■ To do
Retype only what runs from the line that contains "# point: green" through the last line of the listing below, both lines included.

■ Dataset records
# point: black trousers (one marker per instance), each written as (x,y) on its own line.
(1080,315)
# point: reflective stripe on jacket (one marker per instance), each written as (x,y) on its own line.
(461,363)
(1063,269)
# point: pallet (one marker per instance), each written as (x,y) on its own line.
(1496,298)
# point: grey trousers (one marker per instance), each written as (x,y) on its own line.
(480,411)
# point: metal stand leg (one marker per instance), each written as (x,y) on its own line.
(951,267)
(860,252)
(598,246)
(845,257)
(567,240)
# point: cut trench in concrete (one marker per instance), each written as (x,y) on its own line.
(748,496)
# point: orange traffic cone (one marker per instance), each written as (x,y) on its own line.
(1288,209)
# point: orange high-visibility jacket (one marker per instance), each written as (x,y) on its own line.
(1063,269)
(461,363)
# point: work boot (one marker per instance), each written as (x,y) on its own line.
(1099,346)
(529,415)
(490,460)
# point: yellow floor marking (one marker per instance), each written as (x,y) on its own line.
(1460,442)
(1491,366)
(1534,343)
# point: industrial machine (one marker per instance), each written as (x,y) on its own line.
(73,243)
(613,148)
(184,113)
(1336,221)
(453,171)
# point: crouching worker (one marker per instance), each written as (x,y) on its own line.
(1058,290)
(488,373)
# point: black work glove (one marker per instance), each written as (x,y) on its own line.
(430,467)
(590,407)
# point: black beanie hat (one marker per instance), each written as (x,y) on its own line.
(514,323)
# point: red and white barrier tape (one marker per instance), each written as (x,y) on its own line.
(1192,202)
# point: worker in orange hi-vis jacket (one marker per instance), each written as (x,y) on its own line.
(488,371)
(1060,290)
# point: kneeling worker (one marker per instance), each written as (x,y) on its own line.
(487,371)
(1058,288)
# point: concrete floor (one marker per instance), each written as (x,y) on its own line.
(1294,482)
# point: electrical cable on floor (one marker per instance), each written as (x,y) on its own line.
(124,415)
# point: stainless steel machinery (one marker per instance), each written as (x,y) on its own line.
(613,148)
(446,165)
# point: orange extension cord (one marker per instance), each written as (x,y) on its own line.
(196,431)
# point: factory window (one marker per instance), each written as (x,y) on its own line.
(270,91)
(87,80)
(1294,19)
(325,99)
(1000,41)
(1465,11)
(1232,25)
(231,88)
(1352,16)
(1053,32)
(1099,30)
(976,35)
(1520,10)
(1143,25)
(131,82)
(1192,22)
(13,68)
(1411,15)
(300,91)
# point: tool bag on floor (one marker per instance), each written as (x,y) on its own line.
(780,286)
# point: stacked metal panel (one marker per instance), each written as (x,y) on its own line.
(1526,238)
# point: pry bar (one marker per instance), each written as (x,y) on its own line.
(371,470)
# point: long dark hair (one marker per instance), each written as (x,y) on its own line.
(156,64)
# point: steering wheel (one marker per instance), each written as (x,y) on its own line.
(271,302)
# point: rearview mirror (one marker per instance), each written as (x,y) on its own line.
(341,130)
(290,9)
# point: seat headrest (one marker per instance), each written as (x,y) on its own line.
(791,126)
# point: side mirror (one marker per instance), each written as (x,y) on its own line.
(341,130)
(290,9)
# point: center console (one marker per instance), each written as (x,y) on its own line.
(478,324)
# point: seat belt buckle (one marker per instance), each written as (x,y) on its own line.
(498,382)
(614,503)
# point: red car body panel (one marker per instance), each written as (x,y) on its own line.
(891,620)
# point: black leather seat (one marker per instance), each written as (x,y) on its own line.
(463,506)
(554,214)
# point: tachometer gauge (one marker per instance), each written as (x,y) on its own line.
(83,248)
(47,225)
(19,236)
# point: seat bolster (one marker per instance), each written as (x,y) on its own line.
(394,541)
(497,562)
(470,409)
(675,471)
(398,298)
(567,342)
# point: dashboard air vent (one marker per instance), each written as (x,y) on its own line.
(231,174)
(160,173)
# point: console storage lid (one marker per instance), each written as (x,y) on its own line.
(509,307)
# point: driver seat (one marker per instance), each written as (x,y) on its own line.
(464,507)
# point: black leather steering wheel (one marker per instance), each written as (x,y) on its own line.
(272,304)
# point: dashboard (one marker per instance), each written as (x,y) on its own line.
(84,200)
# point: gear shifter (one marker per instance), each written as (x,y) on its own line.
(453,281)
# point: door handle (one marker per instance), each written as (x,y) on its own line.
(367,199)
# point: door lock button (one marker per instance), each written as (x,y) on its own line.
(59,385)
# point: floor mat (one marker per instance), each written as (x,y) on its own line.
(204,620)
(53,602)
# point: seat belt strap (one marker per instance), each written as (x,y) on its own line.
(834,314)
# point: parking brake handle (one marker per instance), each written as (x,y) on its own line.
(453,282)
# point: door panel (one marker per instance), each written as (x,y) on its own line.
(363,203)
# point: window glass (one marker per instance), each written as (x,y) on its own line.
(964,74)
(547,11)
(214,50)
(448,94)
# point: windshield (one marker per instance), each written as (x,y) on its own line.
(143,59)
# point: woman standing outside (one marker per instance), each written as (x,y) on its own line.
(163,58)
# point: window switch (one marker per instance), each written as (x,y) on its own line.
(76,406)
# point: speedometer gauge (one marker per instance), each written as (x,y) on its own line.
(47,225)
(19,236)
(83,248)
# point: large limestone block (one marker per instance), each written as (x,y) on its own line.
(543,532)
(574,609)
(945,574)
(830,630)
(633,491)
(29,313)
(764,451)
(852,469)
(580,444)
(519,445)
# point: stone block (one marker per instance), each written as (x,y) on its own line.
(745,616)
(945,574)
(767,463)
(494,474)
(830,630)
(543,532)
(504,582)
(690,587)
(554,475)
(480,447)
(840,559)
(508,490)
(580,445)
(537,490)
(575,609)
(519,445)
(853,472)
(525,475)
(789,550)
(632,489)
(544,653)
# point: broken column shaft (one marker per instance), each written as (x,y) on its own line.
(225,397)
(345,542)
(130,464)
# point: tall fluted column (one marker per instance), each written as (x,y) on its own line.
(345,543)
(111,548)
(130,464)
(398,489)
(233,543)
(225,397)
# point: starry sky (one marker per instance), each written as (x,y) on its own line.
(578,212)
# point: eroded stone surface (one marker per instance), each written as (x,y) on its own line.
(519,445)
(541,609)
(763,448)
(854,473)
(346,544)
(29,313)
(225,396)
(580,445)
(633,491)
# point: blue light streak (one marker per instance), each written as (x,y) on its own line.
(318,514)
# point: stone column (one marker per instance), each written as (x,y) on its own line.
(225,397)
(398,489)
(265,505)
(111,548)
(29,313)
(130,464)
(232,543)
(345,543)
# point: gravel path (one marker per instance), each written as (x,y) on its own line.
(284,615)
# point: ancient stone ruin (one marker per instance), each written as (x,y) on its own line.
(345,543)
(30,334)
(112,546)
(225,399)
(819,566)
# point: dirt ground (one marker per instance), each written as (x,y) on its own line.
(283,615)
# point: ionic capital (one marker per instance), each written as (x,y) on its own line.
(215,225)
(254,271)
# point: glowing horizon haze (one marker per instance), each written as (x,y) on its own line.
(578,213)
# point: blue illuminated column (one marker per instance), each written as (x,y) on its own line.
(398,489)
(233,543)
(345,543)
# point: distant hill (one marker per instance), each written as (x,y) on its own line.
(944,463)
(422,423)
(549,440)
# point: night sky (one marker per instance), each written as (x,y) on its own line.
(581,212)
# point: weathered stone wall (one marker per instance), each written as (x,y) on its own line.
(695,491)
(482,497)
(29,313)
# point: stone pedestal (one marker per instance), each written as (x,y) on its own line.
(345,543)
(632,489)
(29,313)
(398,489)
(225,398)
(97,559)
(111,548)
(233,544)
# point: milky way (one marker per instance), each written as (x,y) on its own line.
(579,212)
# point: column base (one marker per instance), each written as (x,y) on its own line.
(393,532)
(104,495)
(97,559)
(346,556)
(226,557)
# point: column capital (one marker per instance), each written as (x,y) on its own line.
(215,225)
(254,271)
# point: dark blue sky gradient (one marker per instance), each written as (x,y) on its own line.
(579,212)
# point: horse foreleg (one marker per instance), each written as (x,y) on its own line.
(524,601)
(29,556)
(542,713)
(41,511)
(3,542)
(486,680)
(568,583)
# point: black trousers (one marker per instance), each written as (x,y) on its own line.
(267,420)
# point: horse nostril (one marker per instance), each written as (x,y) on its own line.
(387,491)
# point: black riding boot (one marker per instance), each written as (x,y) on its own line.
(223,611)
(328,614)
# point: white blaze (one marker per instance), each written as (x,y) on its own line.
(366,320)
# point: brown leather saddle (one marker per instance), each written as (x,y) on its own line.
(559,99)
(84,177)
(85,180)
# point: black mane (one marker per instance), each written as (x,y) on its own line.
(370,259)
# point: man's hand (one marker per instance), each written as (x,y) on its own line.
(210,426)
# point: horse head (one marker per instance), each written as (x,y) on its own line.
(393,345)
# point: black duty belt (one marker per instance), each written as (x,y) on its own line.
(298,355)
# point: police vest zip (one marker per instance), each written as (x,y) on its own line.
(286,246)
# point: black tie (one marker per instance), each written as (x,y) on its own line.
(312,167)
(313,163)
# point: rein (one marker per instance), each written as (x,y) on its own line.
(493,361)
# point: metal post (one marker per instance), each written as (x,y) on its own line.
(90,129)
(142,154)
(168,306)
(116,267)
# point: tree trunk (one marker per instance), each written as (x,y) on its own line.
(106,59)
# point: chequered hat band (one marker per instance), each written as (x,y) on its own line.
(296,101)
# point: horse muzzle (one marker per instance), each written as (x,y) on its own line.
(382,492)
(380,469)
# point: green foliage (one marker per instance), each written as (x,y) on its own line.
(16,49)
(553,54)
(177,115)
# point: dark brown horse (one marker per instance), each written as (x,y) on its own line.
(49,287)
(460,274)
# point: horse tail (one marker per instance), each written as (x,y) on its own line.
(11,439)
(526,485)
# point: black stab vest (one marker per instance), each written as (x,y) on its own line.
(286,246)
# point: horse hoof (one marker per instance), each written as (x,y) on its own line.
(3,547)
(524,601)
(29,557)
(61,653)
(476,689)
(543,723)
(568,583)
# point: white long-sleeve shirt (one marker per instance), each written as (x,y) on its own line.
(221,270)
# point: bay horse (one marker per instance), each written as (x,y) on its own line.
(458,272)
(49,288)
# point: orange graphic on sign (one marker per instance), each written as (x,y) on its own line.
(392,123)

■ Reply
# point: green foliage (one marker per instance), each written as (x,y) on its own line.
(16,49)
(553,54)
(177,115)
# point: dark brown horse (one marker per instance), each written as (x,y) on its own line.
(49,287)
(460,274)
# point: horse tail (one marker per instance), each written as (x,y) on its own line.
(11,439)
(526,485)
# point: black stab vest (one marker per instance), each written as (x,y) on its own line.
(286,246)
# point: horse hoof (one marker per instance), each written as (x,y) on its own line.
(3,547)
(524,601)
(29,557)
(61,653)
(476,689)
(543,723)
(568,583)
# point: white long-sleeve shirt (one marker per instance), each written as (x,y) on its own line.
(221,270)
# point: bay horse (one marker per instance), each written as (x,y) on its own line.
(458,272)
(49,288)
# point: orange graphic on sign (one marker per instance), each written as (x,y) on its own line.
(392,123)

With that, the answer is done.